- Instructions for the task
Print the records again, character for character.

- Stored rows
— START —

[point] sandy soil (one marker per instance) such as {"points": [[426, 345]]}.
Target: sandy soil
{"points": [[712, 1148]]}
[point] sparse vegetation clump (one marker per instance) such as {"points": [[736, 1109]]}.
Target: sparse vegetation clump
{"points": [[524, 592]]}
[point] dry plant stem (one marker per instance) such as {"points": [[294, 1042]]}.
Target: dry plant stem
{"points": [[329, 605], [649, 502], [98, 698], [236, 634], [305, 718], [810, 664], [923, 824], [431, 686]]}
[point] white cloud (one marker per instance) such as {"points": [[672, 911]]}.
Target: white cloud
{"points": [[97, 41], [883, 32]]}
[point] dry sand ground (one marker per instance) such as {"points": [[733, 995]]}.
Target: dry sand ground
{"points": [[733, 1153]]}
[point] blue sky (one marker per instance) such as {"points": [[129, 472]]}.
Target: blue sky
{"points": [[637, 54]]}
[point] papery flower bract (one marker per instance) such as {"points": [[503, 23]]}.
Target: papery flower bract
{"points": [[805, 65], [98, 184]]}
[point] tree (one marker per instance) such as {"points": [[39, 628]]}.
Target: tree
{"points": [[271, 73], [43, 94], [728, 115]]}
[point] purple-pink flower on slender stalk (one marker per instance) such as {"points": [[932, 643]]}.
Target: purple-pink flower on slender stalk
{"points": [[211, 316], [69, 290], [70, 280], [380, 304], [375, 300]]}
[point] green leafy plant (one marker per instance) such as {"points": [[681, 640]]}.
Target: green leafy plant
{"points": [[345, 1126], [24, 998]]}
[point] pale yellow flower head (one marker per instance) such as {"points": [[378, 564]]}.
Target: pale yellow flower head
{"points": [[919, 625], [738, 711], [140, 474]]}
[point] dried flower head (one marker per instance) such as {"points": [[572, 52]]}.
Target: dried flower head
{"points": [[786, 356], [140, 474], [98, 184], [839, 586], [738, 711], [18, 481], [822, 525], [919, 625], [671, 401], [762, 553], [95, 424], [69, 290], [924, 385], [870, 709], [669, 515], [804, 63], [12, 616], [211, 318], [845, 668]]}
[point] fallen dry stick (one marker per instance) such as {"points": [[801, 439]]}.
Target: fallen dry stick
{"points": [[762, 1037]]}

— END —

- Response to the exercise
[point] sandy soil (one marker per instance) such as {"points": [[426, 345]]}.
Target: sandy soil
{"points": [[712, 1148]]}
[point] sparse vegetation clump (one marker per instance) such as {"points": [[736, 1109]]}.
Target: sparse vegetation clump
{"points": [[524, 592]]}
[point] dry plant stem (one marker per instance) such as {"points": [[294, 1042]]}.
Target: dry plant stem
{"points": [[329, 605], [649, 502], [98, 698], [236, 634], [305, 718], [810, 664], [923, 824], [431, 686]]}
[point] white cloud (one marker per instance) such as {"points": [[672, 911]]}.
Target: white cloud
{"points": [[97, 41], [883, 32]]}
[point] dry sand ground (one marker per instance) such as {"points": [[733, 995]]}.
Target: dry sand ground
{"points": [[733, 1153]]}
[point] blue sky (one marker per instance) such as {"points": [[129, 472]]}.
Target: blue sky
{"points": [[637, 54]]}
[point] papery flower bract (one marker per instance) such as {"points": [[503, 23]]}.
Target: papery flower bract
{"points": [[805, 65], [98, 184]]}
[point] tree (one marker per instance) such as {"points": [[39, 628]]}.
Target: tree
{"points": [[271, 73], [43, 94], [728, 115]]}
[point] purple-pink flower on slender stalk (one marker per instance) such as {"points": [[932, 643]]}.
Target: purple-pink flower on slender stalk
{"points": [[211, 316], [69, 290], [70, 280], [380, 304], [375, 300]]}
[point] green leafy plant (one marker per instance) such as {"points": [[681, 640]]}.
Target: green leafy plant
{"points": [[345, 1126], [24, 998]]}
[point] pale yellow flower head (one marker per instance) such as {"points": [[378, 564]]}.
Target: pale yellow flower head
{"points": [[919, 625], [738, 711], [140, 474]]}
[point] dried flower head (one marker per instance) such as {"points": [[572, 52]]}.
Target: dried flower head
{"points": [[786, 356], [140, 474], [98, 184], [839, 586], [738, 711], [18, 481], [822, 525], [919, 625], [671, 401], [762, 553], [95, 424], [69, 290], [924, 385], [870, 709], [669, 515], [804, 63], [12, 616], [211, 318], [845, 668]]}
[point] fallen dry stick (one marker per instance) such as {"points": [[801, 439]]}.
Target: fallen dry stick
{"points": [[762, 1037]]}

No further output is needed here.